Print every one of the entries below, line by line, without changing a single character.

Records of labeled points
--*--

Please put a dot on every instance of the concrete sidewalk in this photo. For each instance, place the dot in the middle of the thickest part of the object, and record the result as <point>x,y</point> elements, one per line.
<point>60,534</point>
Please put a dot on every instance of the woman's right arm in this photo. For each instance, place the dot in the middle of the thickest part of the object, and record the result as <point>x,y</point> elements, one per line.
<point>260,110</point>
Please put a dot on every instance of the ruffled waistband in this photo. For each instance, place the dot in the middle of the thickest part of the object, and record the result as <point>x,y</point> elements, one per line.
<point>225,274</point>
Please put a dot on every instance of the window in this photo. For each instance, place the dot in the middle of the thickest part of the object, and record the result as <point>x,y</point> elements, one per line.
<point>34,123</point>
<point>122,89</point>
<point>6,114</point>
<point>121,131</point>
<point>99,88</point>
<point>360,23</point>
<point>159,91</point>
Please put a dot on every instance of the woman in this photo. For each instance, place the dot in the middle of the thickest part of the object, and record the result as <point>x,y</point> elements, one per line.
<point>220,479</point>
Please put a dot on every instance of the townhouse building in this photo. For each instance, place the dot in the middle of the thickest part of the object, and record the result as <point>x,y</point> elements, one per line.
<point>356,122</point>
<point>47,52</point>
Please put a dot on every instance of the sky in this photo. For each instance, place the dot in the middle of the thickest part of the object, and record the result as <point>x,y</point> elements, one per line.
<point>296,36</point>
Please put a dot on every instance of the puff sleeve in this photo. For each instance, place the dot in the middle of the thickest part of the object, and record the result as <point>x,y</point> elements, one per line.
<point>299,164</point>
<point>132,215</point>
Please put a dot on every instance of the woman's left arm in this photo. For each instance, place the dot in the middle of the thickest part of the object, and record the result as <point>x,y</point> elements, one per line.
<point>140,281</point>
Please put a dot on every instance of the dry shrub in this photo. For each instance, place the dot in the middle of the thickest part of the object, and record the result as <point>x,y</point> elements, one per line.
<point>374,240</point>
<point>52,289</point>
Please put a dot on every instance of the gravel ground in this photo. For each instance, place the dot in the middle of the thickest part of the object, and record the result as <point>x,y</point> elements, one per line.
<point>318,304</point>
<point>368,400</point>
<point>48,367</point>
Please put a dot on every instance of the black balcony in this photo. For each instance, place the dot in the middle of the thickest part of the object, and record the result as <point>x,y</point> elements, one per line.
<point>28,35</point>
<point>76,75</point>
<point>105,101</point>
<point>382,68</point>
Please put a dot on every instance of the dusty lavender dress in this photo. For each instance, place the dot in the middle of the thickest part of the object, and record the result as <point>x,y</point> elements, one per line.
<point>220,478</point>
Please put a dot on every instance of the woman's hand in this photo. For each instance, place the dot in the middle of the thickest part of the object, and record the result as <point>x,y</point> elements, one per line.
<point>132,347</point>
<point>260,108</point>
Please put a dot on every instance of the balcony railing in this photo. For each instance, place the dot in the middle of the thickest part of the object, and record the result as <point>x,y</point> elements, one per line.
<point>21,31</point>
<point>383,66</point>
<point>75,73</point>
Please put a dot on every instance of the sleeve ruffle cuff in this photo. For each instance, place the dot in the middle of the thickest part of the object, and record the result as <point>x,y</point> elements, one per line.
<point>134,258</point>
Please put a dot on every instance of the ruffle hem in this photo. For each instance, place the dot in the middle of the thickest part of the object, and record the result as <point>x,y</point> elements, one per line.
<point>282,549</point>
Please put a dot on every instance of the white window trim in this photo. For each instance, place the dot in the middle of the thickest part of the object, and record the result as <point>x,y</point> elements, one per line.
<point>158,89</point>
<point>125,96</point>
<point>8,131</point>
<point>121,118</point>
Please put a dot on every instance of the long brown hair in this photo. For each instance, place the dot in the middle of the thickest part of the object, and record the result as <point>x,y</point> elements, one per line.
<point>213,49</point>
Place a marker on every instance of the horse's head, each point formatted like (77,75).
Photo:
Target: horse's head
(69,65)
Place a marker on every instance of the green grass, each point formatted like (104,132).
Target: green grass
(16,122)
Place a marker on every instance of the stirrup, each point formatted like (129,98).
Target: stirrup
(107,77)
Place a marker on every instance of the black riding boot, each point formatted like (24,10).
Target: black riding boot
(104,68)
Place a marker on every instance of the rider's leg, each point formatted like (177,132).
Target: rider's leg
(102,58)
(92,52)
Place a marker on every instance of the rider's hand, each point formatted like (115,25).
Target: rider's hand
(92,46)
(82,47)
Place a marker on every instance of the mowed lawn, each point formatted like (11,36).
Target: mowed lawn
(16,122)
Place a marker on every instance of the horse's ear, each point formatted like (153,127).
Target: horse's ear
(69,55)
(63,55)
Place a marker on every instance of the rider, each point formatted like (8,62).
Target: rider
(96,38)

--*--

▶ **OUTPUT OF THE TASK**
Please put a dot on every instance of the concrete sidewalk in this photo. For each instance, place the dot in the middle of the thickest part of the object, and record the result as <point>x,y</point> elements, one per line.
<point>60,534</point>
Please put a dot on every instance of the woman's right arm in this photo. For each instance, place the dot in the middle of the thickest part of the object, and record the result as <point>x,y</point> elements, one per line.
<point>260,110</point>
Please put a dot on every instance of the ruffled waistband in this photo. For each instance, place the dot in the middle of the thickest part of the object, and record the result as <point>x,y</point> elements, one per line.
<point>225,274</point>
Please put a dot on every instance of the window in this photo. For each instance, place the dot in the middle of the thickest part of the object, and record the result as <point>x,y</point> elements, one per line.
<point>34,123</point>
<point>122,89</point>
<point>6,114</point>
<point>121,131</point>
<point>99,88</point>
<point>360,23</point>
<point>159,91</point>
Please put a dot on every instance of the woman in this photo. For each instance, place the dot in the middle of the thickest part of the object, and record the result as <point>x,y</point> elements, one per line.
<point>220,479</point>
Please put a dot on every instance of the townhouse building in this photo. For each instance, place the dot in the middle of the thickest part of the object, and record the result as <point>x,y</point> elements, one per line.
<point>356,122</point>
<point>47,52</point>
Please put a dot on every instance of the sky in this photo. For each instance, place the dot in the middle of the thickest part of the object, and record the result as <point>x,y</point> elements, one per line.
<point>296,36</point>
Please put a dot on every instance of the puff sleeve in this photo. For each instance, place the dot in the middle of the thickest part of the object, and record the result as <point>x,y</point> elements, one per line.
<point>299,164</point>
<point>132,215</point>
Please put a dot on every instance of the woman's left arm in this photo. For each instance, place the dot in the middle of the thickest part of the object, and record the result as <point>x,y</point> elements, one per line.
<point>140,281</point>
Please put a dot on every instance of the dry shrub in this photo. For each instance, place the dot in the middle of the thickest part of the object, and record the result as <point>x,y</point> elements, one per line.
<point>374,240</point>
<point>52,289</point>
Please put a dot on every instance of the gravel ground in this photo. For each instance, place the dot in the middle of the thickest part of the object, and record the result as <point>x,y</point> elements, one per line.
<point>318,304</point>
<point>368,400</point>
<point>48,367</point>
Please put a dot on every instance of the black balcony in this photo. For each instance, place the dot in the middle of the thickest part of the object, and record the result as <point>x,y</point> elements, one per line.
<point>28,35</point>
<point>76,75</point>
<point>105,101</point>
<point>382,68</point>
Please put a dot on every instance of the dusty lavender dress in this photo. For each instance, place the dot in the middle of the thickest part of the object, and record the result as <point>x,y</point> elements, one per line.
<point>220,478</point>
Please put a dot on every instance of the woman's hand in this photo. For each instance, place the dot in the middle of the thickest part of the object, and record the result as <point>x,y</point> elements, one per line.
<point>132,347</point>
<point>260,108</point>
Please put a dot on every instance of the balcony railing in this photo. For each instance, place the dot in the middle of the thickest part of the object, and record the result as <point>x,y</point> elements, one per line.
<point>21,31</point>
<point>383,66</point>
<point>75,73</point>
Please put a dot on every instance of the sleeve ruffle cuff in this photo. For each instance, place the dot in the middle of the thickest part of the object, and record the result as <point>x,y</point> elements, one per line.
<point>134,258</point>
Please put a dot on every instance of the ruffle hem in this photo. For each instance, place the dot in the middle of the thickest part of the object, and record the result as <point>x,y</point> elements, one per line.
<point>282,549</point>
Please put a dot on every instance of the white window trim in this photo. For each instance, place the dot in the middle of the thickest part of the object, and record the result as <point>x,y</point> elements, one per line.
<point>158,89</point>
<point>125,96</point>
<point>8,131</point>
<point>121,118</point>
Please put a dot on every instance of the long brown hair in this photo. For each instance, place the dot in the middle of the thickest part of the object, and record the result as <point>x,y</point> elements, one per line.
<point>213,49</point>
Place a marker on every instance of the horse's head, each point formatted like (77,75).
Photo:
Target: horse's head
(69,65)
Place a marker on every instance of the green grass, each point formatted like (104,132).
Target: green grass
(16,122)
Place a marker on every instance of the stirrup, each point formatted like (129,98).
Target: stirrup
(107,77)
Place a marker on every instance of the black riding boot, each point formatted like (24,10).
Target: black riding boot
(104,68)
Place a marker on every instance of the rider's leg, each point formatted like (177,132).
Target: rider's leg
(102,58)
(92,52)
Place a marker on every instance of the rider's hand, each point formatted like (115,25).
Target: rider's hand
(92,46)
(82,47)
Place a marker on every instance of the mowed lawn, each point formatted like (11,36).
Target: mowed lawn
(16,122)
Place a marker on every instance of the horse's ear, each point formatted like (153,127).
Target: horse's ear
(69,55)
(63,55)
Place a marker on every instance of the rider, each point formatted like (8,62).
Target: rider
(96,38)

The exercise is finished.